[Prompt] From the items below, copy out each line that contains the word "mountain". Letter case matters.
** start Material provided **
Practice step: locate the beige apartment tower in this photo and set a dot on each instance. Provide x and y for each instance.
** end Material provided **
** start Material provided **
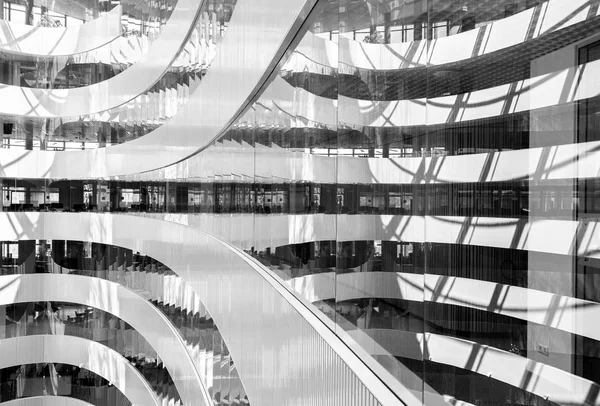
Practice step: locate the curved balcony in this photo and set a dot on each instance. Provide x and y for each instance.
** end Material provided **
** start Material provided **
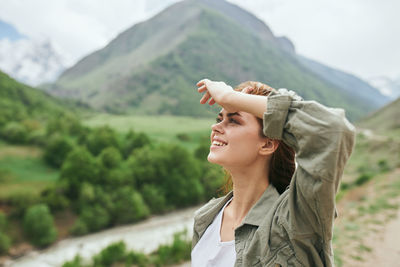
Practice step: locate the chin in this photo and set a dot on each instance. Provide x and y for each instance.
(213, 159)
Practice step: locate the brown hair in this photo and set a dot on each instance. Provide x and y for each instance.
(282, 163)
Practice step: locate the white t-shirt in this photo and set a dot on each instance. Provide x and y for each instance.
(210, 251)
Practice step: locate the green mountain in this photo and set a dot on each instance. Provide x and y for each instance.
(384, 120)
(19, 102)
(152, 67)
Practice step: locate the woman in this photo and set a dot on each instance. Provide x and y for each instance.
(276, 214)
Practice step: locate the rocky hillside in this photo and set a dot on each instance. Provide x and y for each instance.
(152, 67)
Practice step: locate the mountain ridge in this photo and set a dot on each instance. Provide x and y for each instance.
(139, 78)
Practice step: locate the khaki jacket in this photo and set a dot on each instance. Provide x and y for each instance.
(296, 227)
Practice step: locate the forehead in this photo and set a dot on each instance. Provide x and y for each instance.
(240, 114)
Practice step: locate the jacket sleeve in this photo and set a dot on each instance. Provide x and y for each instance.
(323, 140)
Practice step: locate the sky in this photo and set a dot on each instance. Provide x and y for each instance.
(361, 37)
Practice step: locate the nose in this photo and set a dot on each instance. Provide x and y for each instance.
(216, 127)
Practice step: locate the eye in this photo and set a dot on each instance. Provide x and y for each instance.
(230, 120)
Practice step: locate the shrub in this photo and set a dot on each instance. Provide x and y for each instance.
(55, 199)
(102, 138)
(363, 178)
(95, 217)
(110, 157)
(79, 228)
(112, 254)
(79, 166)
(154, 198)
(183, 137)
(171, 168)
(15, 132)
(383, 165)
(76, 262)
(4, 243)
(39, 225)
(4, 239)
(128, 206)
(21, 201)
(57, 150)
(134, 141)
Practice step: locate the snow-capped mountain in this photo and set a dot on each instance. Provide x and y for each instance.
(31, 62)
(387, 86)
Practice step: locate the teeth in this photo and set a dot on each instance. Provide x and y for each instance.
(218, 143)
** end Material provided **
[Result of the exercise]
Practice step: locate the green mountain in this photo and set a dot on each instance. Provide x and y for each instance.
Practice step: locate the mountain ridge in this photo and set a dot on each instance. Provide x and y for each instance.
Practice step: locate the snow-capped mountain in this photo and set a dot on each instance. Provide x and y for each instance.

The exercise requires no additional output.